- Excerpt provided
--- Start ---

Abra Kadabra (Citizen Abra) is a magical supervillain appearing in American comic books published by DC Comics. He first appeared as a villain of the Flash in 1962.

Abra Kadabra has made several animated appearances and appeared in two episodes of the live-action Arrowverse series, The Flash, portrayed by David Dastmalchian.

Publication history
Created by John Broome and Carmine Infantino, the character made his first appearance in The Flash #128 (May 1962).

Fictional character biography

Citizen Abra is from the 64th century, at a time when science has made stage magic obsolete. However, he desires a career as a performing magician, so he goes back in time to find an audience to entertain after stealing a time machine and inventing a device to paralyze the guards, and soon clashes with the Flash (Barry Allen). He has a hypnotic device that makes people clap regardless of their thoughts, which he uses to force applause from audiences even when they don't applaud his magic tricks. He finds his magic is being overlooked, so decides to involve himself in important events. When the Flash tries to stop a crime he is committing, he makes the Flash clap, enabling him to escape. He is able to send the Flash into space after challenging him to a fight at the theatre, but the Flash is able to change the course of the planetoid he is on so he is sent back to Earth, and finds Kadabra took his left-behind costume, meaning he can follow the impulses, and Kadabra is jailed. But he hypnotizes the Governor using a ray from a device made out of pots and pans, to let him out, and starts staging a puppet show where the Flash is defeated by a puppet called Captain Cream-Puff. When the Flash passes a poster advertising Kadabra, he is turned into a puppet and used in the performance. But the Scarlet Speedster is able to restore himself slightly using the organic matter in his brain, which was not transformed, and then reverse Kadabra's ray so he is restored completely. He again defeats Kadabra.

In one of his many confrontations with the Flash, Abra Kadabra's technology is damaged and his body becomes insubstantial and wraith-like. After his body is returned to normal, he is captured by a bounty hunter named Peregrine, and returned to his native century to serve a death sentence, although he is saved by the Flash before he can be executed. Shortly after returning to the 21st century, during the Underworld Unleashed storyline, he forgoes his technological implements and tricks five Rogues into selling their souls to Neron so he can gain genuine magical powers. Abra Kadabra later kidnapped Linda Park, the girlfriend of Wally West (Barry Allen's protégé and successor), during their wedding and erases her from history, though he is ultimately defeated with the help of Walter West, Wally's counterpart from an alternate dimension.

In Infinite Crisis, Abra Kadabra became a member of the Secret Society of Super Villains.

In "One Year Later", he and several other Rogues are approached by Inertia with a plan to kill the Flash (Bart Allen). Though Inertia is defeated, Kadabra and the other Rogues successfully beat Bart to death, though not before Kadabra recognizes that Bart is too young to be the Flash they are used to dealing with.

--- End ---

- Written exercise 1
According to the Abra Kadabra article, in which comic book issue did the character first appear?

Records from a collection
--- Start ---

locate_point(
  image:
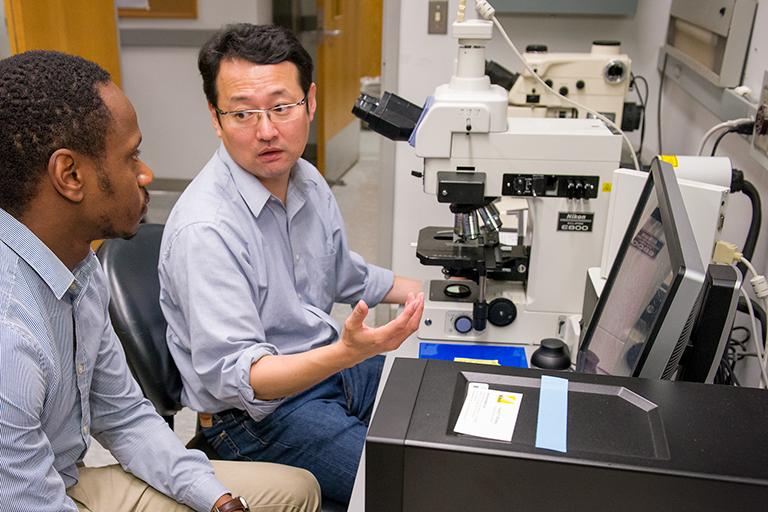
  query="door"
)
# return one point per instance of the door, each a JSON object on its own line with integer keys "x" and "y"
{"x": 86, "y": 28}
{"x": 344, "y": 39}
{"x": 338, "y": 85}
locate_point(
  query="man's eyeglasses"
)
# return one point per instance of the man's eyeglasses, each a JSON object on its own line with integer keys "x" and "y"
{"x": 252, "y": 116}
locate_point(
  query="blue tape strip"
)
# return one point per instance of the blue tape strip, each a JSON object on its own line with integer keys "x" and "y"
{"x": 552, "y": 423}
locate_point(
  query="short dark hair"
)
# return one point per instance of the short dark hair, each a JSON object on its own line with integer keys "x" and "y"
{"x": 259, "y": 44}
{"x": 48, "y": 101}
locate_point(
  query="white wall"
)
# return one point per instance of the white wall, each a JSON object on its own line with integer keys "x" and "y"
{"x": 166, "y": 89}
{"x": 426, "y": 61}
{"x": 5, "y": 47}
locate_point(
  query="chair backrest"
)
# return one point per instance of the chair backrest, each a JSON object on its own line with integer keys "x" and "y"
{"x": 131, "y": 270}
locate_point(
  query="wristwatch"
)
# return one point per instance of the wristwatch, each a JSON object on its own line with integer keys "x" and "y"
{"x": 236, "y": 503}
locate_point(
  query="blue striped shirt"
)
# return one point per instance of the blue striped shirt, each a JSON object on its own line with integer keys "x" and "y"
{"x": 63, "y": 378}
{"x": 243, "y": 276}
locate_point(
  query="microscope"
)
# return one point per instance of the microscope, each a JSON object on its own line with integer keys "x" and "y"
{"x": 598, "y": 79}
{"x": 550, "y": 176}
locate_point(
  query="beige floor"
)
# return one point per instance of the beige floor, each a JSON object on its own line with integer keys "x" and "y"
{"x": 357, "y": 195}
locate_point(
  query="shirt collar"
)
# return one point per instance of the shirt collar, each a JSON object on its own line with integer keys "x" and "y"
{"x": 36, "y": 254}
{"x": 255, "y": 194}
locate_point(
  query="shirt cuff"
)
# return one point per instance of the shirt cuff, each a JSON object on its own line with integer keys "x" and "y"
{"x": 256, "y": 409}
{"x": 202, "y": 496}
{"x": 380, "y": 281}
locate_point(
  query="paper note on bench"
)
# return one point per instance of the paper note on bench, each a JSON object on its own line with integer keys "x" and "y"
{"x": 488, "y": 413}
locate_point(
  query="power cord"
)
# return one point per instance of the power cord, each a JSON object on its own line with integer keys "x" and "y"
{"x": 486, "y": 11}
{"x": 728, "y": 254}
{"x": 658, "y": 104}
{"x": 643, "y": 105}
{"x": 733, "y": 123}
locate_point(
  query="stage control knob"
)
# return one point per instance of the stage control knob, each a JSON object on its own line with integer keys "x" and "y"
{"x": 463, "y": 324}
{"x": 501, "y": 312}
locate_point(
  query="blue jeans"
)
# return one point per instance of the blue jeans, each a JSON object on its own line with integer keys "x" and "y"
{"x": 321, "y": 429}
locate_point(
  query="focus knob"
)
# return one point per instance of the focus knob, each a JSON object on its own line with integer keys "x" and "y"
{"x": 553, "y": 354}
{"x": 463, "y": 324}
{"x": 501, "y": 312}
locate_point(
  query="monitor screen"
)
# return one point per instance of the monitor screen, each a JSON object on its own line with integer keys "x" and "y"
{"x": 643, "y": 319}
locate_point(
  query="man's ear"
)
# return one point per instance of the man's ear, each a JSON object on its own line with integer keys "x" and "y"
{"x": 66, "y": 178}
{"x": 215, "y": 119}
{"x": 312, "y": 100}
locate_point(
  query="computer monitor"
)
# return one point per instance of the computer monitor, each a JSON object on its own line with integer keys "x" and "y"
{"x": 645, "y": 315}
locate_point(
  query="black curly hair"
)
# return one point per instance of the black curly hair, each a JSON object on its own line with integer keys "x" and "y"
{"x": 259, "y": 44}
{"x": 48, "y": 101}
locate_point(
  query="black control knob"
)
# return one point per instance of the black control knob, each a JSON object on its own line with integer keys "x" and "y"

--- End ---
--- Start ---

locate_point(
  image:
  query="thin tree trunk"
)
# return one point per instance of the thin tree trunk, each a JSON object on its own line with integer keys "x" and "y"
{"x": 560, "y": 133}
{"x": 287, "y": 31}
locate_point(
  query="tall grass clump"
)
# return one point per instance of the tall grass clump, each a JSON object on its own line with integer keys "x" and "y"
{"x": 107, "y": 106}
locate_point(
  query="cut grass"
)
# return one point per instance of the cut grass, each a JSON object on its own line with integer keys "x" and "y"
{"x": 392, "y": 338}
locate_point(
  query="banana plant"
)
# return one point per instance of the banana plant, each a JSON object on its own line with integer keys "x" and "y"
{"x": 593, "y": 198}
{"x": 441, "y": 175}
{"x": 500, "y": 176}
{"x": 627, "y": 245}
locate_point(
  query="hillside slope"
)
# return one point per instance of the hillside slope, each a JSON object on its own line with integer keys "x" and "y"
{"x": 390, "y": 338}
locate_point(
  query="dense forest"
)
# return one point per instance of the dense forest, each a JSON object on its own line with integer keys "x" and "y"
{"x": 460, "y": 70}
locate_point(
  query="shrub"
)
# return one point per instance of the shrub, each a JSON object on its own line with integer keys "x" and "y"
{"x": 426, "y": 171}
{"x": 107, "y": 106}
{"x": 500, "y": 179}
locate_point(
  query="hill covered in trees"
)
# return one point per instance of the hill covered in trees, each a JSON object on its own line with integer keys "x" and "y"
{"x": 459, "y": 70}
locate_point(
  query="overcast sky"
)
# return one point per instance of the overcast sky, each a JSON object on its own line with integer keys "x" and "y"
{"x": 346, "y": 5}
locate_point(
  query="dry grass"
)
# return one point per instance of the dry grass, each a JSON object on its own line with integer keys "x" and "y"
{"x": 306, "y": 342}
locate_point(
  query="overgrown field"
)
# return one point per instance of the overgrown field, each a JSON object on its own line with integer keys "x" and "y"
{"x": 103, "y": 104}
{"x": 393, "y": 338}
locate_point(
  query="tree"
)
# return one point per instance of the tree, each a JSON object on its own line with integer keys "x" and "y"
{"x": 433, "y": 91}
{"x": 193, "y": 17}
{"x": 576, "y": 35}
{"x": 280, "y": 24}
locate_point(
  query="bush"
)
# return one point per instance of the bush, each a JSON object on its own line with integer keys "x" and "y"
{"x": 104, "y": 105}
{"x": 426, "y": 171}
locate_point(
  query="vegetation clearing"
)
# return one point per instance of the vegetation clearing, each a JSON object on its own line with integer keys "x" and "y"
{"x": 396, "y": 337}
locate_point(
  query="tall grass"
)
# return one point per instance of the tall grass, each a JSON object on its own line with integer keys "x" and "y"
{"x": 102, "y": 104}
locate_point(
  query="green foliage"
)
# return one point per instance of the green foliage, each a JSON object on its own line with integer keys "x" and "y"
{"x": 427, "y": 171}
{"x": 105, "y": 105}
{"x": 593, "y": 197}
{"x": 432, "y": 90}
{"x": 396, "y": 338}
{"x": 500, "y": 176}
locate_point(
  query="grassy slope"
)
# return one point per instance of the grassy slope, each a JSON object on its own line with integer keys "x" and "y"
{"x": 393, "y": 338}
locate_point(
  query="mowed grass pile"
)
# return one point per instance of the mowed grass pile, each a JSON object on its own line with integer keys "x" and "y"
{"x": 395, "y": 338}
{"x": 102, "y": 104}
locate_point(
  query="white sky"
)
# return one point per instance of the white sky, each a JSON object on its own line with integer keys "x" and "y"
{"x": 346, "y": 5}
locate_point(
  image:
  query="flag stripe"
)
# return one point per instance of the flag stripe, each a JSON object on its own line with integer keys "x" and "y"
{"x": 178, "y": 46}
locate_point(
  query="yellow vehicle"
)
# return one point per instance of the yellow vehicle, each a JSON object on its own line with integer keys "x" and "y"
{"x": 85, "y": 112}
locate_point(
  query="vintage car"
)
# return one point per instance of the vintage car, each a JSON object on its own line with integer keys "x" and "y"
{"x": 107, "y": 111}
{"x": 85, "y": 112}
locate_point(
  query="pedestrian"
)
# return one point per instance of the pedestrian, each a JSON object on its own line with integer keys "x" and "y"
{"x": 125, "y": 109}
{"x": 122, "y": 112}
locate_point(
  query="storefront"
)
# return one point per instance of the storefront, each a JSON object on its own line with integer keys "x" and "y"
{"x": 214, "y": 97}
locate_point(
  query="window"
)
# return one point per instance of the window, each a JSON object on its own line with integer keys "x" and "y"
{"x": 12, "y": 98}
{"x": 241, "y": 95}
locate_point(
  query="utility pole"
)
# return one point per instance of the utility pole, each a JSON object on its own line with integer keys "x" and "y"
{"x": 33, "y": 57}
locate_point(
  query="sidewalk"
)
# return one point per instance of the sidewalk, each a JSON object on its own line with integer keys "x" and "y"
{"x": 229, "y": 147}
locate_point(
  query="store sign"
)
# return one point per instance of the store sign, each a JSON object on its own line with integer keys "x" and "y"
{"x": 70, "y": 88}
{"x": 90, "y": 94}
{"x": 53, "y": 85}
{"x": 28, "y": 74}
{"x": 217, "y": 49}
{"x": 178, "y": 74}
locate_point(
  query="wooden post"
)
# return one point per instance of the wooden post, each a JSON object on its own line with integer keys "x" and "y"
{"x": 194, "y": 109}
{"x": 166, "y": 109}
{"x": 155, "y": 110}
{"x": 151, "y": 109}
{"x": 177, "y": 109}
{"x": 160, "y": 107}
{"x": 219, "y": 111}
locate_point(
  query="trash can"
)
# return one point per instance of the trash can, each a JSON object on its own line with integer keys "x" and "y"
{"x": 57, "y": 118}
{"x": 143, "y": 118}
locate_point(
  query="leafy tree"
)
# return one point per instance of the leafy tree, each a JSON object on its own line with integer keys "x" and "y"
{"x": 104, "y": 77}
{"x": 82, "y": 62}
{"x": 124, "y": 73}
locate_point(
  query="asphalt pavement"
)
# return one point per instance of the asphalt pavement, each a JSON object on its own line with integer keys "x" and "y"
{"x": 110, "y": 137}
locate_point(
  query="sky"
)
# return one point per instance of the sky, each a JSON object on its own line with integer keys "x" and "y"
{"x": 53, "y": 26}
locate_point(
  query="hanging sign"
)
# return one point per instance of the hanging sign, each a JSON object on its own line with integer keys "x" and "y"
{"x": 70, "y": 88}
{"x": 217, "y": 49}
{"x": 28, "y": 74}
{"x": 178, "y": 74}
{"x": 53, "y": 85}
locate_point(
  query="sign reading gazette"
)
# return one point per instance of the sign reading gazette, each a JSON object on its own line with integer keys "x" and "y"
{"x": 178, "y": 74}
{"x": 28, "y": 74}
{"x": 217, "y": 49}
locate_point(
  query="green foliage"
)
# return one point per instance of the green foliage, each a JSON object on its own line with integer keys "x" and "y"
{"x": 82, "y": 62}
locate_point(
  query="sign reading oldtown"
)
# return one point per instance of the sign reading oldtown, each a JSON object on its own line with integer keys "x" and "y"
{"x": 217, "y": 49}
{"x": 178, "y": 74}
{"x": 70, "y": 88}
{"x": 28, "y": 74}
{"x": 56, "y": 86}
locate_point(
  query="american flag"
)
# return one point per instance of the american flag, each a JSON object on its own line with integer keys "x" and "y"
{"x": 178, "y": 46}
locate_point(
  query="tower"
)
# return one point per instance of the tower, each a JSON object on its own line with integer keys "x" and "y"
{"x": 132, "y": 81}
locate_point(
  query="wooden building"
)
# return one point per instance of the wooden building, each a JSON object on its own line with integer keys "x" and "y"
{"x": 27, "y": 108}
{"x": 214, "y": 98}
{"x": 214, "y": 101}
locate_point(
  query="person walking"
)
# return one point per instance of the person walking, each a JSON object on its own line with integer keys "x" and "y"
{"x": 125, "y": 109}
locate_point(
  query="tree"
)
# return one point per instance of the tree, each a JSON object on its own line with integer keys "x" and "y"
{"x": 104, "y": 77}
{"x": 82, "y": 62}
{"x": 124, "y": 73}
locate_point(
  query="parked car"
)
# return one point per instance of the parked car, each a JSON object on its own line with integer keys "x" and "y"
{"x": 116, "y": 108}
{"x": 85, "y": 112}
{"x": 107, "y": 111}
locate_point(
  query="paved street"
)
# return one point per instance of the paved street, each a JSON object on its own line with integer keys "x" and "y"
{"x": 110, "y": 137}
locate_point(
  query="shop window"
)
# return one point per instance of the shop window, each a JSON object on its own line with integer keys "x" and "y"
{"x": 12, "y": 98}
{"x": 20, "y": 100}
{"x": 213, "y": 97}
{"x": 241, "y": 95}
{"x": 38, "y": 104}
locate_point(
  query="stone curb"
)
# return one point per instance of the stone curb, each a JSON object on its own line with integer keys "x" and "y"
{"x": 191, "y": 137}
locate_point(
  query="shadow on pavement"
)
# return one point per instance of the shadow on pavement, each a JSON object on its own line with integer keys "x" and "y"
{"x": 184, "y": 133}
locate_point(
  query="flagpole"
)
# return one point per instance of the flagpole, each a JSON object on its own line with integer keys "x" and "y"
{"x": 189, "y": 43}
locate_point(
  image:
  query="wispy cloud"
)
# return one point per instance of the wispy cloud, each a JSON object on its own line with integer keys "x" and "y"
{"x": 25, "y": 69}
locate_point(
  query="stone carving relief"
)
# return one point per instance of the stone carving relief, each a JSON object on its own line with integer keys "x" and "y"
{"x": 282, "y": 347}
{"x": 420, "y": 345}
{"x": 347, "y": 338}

--- End ---

- Written exercise 2
Please gather every line of the records that contains the string "pile".

- Exercise output 1
The Flash #128 (May 1962).

- Exercise output 2
  query="mowed grass pile"
# return one point per instance of the mowed grass pile, each a JSON object on its own line with integer keys "x" and "y"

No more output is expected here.